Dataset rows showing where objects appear
** begin **
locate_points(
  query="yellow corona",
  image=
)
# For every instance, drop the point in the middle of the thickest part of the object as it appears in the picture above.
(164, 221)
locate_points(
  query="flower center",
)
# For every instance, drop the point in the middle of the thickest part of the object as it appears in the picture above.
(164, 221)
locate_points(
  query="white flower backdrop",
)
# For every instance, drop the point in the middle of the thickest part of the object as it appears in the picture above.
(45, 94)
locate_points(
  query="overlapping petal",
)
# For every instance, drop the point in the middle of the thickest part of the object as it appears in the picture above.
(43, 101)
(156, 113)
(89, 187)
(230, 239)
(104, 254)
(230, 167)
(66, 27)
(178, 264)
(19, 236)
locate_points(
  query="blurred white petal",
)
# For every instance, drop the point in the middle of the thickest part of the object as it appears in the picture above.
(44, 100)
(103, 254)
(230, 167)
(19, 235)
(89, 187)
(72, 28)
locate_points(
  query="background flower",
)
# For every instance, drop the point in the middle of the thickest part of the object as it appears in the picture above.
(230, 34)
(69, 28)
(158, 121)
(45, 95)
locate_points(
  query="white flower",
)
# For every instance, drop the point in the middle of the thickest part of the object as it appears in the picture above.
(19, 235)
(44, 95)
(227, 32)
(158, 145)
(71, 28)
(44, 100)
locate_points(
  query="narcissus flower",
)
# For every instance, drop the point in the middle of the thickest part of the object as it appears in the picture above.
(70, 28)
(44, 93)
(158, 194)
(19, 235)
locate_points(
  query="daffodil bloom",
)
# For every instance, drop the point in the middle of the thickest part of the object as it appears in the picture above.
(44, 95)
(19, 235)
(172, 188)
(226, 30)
** end **
** begin **
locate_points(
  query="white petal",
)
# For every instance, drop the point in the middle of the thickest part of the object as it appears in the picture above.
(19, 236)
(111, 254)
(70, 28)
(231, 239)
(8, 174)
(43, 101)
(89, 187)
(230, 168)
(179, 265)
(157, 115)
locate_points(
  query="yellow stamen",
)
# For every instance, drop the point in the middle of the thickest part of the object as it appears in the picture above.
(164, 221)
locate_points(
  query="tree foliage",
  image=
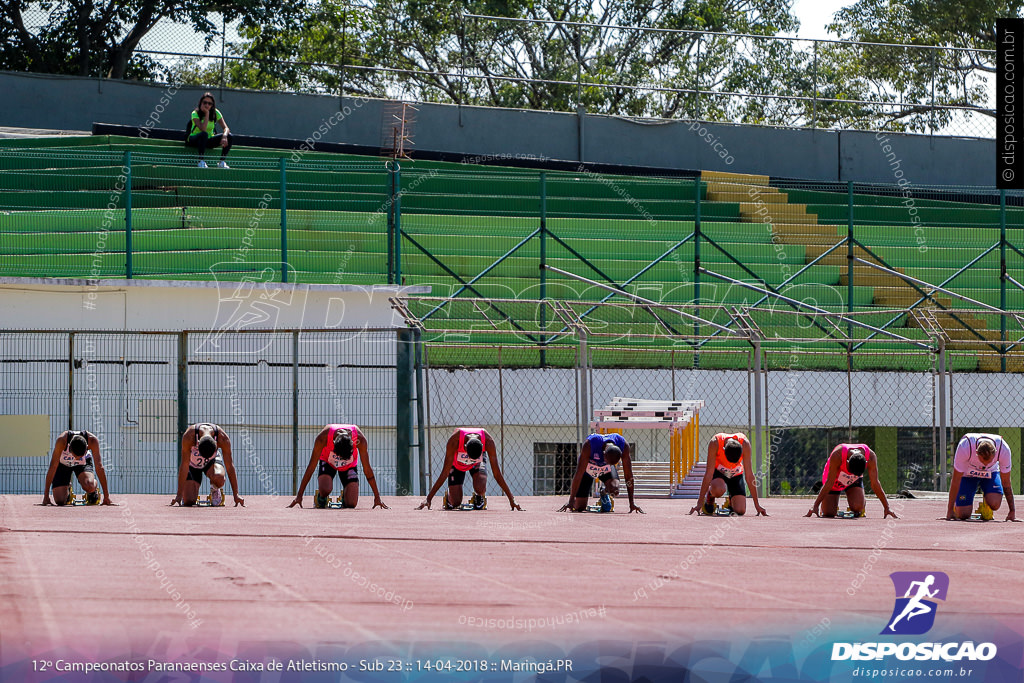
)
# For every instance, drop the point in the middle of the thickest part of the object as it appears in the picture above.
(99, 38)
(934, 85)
** end **
→ **TASK STATEMENT**
Pick out and copy every line of the listing above that contains the word "petal".

→ **FULL RESPONSE**
  query="overlapping petal",
  query="blurred white petal",
  query="white petal",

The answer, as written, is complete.